▸ **Instructions for the task**
Locate every line in the material below that contains the word "post", and copy each of those lines in full.

------ Records to process

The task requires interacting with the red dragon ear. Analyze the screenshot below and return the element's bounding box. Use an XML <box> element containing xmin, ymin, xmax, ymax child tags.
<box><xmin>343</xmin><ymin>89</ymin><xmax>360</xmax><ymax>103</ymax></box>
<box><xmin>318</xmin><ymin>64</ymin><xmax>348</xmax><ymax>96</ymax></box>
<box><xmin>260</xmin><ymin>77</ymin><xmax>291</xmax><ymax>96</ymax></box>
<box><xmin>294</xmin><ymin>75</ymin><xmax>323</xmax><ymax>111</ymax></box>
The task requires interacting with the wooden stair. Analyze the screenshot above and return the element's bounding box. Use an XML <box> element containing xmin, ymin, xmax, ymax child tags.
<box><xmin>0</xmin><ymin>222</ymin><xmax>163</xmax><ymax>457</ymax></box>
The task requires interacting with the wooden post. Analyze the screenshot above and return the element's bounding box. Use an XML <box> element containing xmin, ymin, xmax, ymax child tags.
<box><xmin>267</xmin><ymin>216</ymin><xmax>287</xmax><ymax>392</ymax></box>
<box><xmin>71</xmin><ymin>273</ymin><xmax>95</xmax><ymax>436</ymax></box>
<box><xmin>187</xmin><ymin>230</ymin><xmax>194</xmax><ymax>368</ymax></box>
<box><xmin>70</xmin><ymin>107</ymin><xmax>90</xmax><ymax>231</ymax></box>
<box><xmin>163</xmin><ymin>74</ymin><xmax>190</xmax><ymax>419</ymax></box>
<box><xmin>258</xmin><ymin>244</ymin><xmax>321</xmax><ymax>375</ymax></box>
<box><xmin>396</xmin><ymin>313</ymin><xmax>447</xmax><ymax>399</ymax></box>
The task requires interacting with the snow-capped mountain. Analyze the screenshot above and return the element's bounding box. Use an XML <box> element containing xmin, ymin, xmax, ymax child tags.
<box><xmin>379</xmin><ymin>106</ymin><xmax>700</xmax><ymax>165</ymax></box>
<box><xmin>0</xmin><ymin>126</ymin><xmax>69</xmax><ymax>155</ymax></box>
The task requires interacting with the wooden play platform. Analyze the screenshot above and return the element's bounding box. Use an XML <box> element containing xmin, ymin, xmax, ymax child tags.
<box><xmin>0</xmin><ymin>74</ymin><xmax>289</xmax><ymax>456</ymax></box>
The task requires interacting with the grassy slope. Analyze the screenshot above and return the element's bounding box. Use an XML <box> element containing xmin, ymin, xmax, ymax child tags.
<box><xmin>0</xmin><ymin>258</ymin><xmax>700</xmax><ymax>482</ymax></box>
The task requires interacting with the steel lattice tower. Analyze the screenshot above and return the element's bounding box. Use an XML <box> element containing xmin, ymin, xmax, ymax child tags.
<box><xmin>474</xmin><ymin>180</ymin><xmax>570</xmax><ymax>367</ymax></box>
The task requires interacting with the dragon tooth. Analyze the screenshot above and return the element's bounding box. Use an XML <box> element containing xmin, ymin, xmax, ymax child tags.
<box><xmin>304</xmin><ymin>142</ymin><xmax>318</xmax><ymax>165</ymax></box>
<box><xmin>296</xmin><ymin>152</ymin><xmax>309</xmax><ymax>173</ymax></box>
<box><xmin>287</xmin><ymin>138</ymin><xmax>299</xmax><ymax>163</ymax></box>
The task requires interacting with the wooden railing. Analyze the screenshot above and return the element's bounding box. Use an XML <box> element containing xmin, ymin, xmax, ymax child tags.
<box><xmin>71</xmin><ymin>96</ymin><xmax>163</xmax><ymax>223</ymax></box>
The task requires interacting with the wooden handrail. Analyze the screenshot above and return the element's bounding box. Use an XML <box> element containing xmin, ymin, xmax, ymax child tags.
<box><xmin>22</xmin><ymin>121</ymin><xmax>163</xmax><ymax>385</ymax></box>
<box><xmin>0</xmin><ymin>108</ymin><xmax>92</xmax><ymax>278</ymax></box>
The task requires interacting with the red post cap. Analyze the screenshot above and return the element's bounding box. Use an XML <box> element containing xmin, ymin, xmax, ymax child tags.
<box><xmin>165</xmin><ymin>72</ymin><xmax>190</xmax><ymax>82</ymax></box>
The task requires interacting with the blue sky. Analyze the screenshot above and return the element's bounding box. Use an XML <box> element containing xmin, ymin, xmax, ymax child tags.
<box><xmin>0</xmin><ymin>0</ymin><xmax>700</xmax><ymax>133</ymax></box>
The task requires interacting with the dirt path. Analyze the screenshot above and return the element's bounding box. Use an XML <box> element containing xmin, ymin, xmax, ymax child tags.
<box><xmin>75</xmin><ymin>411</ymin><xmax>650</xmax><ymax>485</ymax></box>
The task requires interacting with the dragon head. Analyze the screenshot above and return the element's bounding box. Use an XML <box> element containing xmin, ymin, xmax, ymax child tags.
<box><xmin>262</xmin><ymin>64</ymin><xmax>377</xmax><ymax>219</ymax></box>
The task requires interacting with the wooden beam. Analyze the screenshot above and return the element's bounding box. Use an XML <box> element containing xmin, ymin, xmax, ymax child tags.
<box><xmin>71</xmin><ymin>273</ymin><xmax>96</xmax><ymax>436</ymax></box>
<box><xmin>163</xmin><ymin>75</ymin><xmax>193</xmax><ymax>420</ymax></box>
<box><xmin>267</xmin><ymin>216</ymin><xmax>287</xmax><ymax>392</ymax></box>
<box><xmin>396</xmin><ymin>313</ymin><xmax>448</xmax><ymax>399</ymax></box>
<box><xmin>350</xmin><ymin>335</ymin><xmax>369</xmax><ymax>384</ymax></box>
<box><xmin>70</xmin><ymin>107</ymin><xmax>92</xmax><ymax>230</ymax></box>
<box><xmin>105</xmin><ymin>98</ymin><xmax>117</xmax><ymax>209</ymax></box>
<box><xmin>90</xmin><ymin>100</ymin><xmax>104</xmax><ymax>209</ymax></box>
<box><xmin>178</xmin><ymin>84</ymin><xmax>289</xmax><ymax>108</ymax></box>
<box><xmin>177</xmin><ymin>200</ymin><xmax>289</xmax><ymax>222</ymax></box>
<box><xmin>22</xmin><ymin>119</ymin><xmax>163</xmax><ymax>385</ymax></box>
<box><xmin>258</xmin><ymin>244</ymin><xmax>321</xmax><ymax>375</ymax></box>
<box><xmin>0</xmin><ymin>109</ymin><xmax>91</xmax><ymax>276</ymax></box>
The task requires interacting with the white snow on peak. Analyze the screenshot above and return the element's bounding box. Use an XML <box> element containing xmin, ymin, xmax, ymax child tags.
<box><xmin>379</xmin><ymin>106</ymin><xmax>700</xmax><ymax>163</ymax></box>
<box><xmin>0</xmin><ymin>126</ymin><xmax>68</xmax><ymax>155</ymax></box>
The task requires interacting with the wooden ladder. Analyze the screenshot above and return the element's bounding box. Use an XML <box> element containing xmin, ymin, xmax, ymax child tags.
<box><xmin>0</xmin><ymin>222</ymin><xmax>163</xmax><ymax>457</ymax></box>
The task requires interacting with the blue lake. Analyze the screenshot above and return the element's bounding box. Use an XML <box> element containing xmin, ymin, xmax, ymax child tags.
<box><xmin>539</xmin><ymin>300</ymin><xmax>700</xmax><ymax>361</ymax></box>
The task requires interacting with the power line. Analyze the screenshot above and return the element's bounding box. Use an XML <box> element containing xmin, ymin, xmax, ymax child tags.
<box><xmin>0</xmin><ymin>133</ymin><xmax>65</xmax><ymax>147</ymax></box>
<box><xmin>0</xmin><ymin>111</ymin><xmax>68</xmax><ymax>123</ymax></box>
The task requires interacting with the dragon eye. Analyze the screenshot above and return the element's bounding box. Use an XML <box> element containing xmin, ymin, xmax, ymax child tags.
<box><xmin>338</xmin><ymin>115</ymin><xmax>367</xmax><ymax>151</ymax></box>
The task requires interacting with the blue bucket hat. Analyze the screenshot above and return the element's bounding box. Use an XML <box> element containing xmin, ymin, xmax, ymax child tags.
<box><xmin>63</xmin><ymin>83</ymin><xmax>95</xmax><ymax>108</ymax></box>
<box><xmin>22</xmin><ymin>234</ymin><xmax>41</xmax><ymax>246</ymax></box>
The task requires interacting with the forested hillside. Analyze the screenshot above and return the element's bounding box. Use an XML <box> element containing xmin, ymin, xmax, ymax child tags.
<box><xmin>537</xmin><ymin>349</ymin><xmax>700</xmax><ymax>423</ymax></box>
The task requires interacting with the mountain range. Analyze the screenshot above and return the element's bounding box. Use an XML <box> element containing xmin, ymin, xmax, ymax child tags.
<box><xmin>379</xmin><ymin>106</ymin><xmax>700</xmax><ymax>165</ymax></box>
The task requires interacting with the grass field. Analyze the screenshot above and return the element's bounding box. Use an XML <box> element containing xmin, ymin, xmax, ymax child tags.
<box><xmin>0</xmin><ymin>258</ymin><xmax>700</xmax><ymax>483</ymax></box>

------------

▸ **Expected output**
The task requires interacting with the wooden post. Analyze the screenshot above and return the element's bounding box. Use an XML <box> element containing xmin, ymin, xmax, ymax child tags.
The task requires interacting with the red post cap. Analyze the screenshot above and return the element's bounding box. Use an XML <box> element containing xmin, ymin, xmax, ymax child tags.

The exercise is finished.